■ Task goal
Copy out the listing exactly.

[Dataset excerpt]

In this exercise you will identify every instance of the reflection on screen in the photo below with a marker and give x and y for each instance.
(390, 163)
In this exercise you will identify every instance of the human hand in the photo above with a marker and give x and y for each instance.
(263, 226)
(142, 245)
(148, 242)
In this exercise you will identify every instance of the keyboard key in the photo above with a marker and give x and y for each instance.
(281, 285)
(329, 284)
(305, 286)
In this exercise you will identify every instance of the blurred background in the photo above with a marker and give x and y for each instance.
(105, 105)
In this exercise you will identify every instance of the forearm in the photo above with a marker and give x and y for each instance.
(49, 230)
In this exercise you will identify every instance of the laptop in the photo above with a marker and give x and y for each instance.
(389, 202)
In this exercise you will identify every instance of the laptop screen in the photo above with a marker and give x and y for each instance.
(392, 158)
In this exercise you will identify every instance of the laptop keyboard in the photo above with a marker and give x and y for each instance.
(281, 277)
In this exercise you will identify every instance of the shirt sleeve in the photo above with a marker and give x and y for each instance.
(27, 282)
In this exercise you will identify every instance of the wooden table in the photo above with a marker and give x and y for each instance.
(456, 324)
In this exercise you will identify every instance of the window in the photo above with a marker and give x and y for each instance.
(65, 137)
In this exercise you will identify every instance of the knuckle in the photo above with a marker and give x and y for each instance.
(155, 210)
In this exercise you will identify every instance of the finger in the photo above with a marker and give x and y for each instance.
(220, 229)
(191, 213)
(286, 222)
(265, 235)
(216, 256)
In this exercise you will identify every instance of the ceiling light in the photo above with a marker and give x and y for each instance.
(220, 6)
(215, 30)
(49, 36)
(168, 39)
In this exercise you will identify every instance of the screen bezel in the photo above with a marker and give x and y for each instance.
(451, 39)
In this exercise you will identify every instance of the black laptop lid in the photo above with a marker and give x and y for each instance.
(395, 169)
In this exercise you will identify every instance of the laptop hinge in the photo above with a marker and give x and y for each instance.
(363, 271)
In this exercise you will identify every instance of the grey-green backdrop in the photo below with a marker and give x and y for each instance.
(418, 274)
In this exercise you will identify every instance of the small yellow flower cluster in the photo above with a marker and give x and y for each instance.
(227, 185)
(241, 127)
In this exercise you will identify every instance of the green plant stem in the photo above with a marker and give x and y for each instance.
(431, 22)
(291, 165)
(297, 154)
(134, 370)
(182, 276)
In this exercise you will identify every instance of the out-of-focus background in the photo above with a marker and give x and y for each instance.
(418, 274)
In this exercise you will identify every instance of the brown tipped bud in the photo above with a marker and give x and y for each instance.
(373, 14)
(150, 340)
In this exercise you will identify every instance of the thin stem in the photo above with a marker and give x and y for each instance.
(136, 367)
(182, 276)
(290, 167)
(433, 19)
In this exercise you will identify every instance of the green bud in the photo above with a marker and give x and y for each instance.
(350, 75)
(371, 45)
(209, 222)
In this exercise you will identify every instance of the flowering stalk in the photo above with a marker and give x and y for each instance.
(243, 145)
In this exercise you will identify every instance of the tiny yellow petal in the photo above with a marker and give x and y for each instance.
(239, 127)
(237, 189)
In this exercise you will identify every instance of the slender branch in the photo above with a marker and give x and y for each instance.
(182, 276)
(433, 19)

■ Final answer
In this exercise you will identify every instance of the reflection on screen in the photo below with a marker and give x and y for each instance.
(390, 163)
In this exercise you will identify every instance of the human hand in the photo above with a marker and give x and y for each instance.
(263, 226)
(142, 245)
(148, 242)
In this exercise you will identify every instance of the keyboard key in the photo above with a marker and give x and y for each instance.
(281, 285)
(329, 284)
(305, 286)
In this exercise you will identify every instance of the blurred background in the photo above with a marker and give x and y for each instance.
(105, 105)
In this exercise you will identify every instance of the forearm in the photo above with a marker and give x and y for each instance.
(49, 230)
In this exercise you will identify every instance of the laptop in the photo above with a marker and give x and y for each instance.
(389, 202)
In this exercise you will identify every instance of the laptop screen in the photo above with a marker and give x and y for each instance.
(392, 158)
In this exercise you will identify every instance of the laptop keyboard in the photo above with a marker and give x and y for each instance.
(281, 277)
In this exercise you will identify every instance of the shirt sleeve in the photo above with a marker and give x and y for each instance.
(27, 282)
In this exercise you will identify every instance of the wooden table in the photo above with a marker and give x and y for each instance.
(456, 324)
In this exercise you will identify every instance of the window in the photo above with a marker and give x and y for each instance.
(65, 137)
In this exercise you will identify every instance of the knuckle in the photo above with a marker and give x and y for each instance.
(155, 210)
In this exercise you will identify every instance of the finger in the photo above with a marker and give x and y for each instance.
(220, 229)
(191, 213)
(286, 222)
(265, 235)
(216, 256)
In this exercise you will identify every instance of the ceiling light in the photo above with a marker and give x and y for each instance.
(220, 6)
(215, 30)
(49, 36)
(168, 39)
In this exercise you will identify every instance of the screen bezel in the photo above with a marker and give x and y for each instance.
(451, 39)
In this exercise you will identify every instance of the black laptop lid in the photo above with a marker and give x and y for each instance.
(395, 169)
In this exercise you will identify every instance of the laptop hinge in the photo above with a marker and give x and y for each instance.
(363, 271)
In this exercise you will identify every instance of the grey-green backdrop in the photo below with a marker and give x and y for each instance.
(418, 274)
In this exercise you will identify every instance of the small yellow flower cluster in the photo above with a marker and give x and y for each instance.
(227, 185)
(241, 127)
In this exercise you will identify every instance of the green plant stem in the photo above with a marker and give x and y for each instance.
(431, 22)
(291, 165)
(297, 154)
(134, 370)
(182, 276)
In this exercise you will identify every instance of the out-of-focus background in the photo above with a marker and give x and y for each instance.
(418, 274)
In this exercise you will identify every instance of the brown tipped bud in the photo above with a marker and give x and y for each instance.
(373, 14)
(150, 340)
In this exercise you will identify every instance of the thin stem in the photo above with a marker and give x and y for each instance.
(136, 367)
(182, 276)
(290, 167)
(433, 19)
In this exercise you will identify every instance of the green bud in the photo above with a marker and give x and y for each instance.
(350, 75)
(371, 45)
(209, 222)
In this exercise you will identify every instance of the flowering stalk in the photo above with a marker and give x and y for each instance.
(243, 145)
In this exercise you will identify every instance of the tiny yellow petal in the photo above with a marker and give x and y for each instance.
(239, 127)
(237, 189)
In this exercise you will identify every instance of the slender branch in the photo above with a marker and give x and y for each instance.
(182, 276)
(433, 19)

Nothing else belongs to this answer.